## BRIEF 1
Transcribe the consumer preferences quiz below word for word, starting with "Correct: For all" and going on through "recover his preferences.".

**** PASSAGE TO READ

Question 6
Now suppose that the preferences are strictly monotone and strictly
convex. What can we deduce from that?
Correct: For all points \((x_{1},x_{2})\) there exists some combinations
\((y,p_{1},p_{2})\) such that when faced with \((y,p_{1},p_{2})\) the
consumer will choose \((x_{1},x_{2})\)?
Correct: If we are allowed to run arbitrarily many experiments, exposing
the consumer to \((y,p_{1},p_{2})\) and observing his choice, then we
can learn arbitrarily precisely these preferences.
Correct: If \(y\) is fixed but we are allowed to run arbitrarily many
experiments exposing the consumer to \((y,p_{1},p_{2})\), where we can
pick \((p_{1},p_{2})\) and observe his choice, then we can learn
arbitrarily precisely these preferences.
Corrrect: If we know the consumer’s entire Marshallian demand function,
then we can recover his MRS at each point.
Corrrect: If we know the consumer’s entire Marshallian demand function,
then we can recover his preferences.
Explanation:
For any point \(A\) we will learn the MRS at that point if we expose the
consumer to the situation where the budget line goes through he point
and is tangent to the indifference curves through that point. From that
we can recover the indifference curves and by monotonicity the
preferences.

********
**** DATA FOR THIS EXERCISE

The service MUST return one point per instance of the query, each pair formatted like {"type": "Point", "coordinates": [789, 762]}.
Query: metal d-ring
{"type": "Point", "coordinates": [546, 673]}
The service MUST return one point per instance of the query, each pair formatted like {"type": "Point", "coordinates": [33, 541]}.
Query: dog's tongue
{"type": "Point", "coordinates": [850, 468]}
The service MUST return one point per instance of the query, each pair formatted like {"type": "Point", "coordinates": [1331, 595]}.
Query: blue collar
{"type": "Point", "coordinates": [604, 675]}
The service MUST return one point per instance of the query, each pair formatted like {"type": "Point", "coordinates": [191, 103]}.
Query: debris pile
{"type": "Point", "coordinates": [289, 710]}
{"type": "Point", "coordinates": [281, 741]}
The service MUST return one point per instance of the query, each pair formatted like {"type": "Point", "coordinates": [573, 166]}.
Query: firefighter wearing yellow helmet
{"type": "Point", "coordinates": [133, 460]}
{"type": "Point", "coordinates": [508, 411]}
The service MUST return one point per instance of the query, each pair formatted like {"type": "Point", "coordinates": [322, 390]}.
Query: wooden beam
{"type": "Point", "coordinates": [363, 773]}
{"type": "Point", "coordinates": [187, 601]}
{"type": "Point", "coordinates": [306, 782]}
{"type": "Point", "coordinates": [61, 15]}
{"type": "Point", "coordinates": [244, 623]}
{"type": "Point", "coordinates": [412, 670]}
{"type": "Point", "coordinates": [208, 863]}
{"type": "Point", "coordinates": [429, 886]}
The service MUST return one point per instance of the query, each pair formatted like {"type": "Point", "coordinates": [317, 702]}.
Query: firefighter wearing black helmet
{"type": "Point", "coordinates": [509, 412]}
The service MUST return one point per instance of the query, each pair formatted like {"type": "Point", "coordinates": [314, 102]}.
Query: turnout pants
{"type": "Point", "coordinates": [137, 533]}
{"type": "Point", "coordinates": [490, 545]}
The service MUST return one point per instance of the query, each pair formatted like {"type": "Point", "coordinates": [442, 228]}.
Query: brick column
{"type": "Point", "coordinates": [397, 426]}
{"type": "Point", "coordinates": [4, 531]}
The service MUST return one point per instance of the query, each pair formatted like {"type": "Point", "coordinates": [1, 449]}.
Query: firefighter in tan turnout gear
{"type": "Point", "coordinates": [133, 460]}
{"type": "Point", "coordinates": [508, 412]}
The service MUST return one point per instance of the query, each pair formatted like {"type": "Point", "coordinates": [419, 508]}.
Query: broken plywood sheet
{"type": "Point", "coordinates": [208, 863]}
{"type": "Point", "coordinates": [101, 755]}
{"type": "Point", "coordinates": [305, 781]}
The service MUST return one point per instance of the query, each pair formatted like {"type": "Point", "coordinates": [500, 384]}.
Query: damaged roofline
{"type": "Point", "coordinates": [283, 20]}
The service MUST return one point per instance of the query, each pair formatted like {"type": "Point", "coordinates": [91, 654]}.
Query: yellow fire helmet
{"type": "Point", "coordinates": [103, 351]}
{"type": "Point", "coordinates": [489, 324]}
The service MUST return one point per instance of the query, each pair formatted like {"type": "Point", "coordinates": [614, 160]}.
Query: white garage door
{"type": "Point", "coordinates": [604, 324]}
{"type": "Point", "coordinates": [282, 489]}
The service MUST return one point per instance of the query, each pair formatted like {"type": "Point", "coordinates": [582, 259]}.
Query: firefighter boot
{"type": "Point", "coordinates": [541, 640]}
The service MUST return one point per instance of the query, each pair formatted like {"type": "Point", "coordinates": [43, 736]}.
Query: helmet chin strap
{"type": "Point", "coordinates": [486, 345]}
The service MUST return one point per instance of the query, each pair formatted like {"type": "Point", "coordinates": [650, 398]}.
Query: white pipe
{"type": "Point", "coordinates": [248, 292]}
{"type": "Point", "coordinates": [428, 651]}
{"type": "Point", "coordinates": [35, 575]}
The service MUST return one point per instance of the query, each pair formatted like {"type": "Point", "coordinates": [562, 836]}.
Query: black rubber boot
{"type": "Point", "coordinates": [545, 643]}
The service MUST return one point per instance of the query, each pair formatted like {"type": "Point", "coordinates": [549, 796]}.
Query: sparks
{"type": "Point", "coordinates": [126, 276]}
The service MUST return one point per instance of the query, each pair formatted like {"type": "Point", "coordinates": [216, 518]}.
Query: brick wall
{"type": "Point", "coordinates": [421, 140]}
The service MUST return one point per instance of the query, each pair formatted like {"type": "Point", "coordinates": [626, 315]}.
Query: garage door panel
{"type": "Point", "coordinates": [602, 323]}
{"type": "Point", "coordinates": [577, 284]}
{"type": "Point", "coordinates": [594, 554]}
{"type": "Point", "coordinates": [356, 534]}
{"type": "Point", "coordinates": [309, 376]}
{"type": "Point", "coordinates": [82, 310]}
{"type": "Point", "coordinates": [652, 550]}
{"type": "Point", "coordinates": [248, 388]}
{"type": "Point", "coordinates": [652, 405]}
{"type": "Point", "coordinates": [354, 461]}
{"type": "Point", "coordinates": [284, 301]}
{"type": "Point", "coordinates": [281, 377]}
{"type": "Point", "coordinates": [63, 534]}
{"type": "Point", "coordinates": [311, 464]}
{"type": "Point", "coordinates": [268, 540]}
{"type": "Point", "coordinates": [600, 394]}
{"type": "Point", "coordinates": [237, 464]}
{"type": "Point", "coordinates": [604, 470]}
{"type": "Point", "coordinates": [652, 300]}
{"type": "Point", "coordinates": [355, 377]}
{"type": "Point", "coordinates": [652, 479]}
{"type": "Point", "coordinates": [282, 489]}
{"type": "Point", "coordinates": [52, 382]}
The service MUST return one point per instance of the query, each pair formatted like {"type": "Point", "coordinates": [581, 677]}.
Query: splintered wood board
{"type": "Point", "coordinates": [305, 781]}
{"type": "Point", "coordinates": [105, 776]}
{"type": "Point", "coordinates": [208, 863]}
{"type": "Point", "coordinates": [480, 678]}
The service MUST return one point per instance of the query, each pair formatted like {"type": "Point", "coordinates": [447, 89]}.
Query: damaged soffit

********

## BRIEF 2
Pull out every line of the records that contains the string "firefighter", matching case exactly.

## WRITTEN ANSWER 1
Correct: For all points \((x_{1},x_{2})\) there exists some combinations
\((y,p_{1},p_{2})\) such that when faced with \((y,p_{1},p_{2})\) the
consumer will choose \((x_{1},x_{2})\)?
Correct: If we are allowed to run arbitrarily many experiments, exposing
the consumer to \((y,p_{1},p_{2})\) and observing his choice, then we
can learn arbitrarily precisely these preferences.
Correct: If \(y\) is fixed but we are allowed to run arbitrarily many
experiments exposing the consumer to \((y,p_{1},p_{2})\), where we can
pick \((p_{1},p_{2})\) and observe his choice, then we can learn
arbitrarily precisely these preferences.
Corrrect: If we know the consumer’s entire Marshallian demand function,
then we can recover his MRS at each point.
Corrrect: If we know the consumer’s entire Marshallian demand function,
then we can recover his preferences.

## WRITTEN ANSWER 2
Query: firefighter wearing yellow helmet
Query: firefighter wearing black helmet
Query: firefighter in tan turnout gear
Query: firefighter boot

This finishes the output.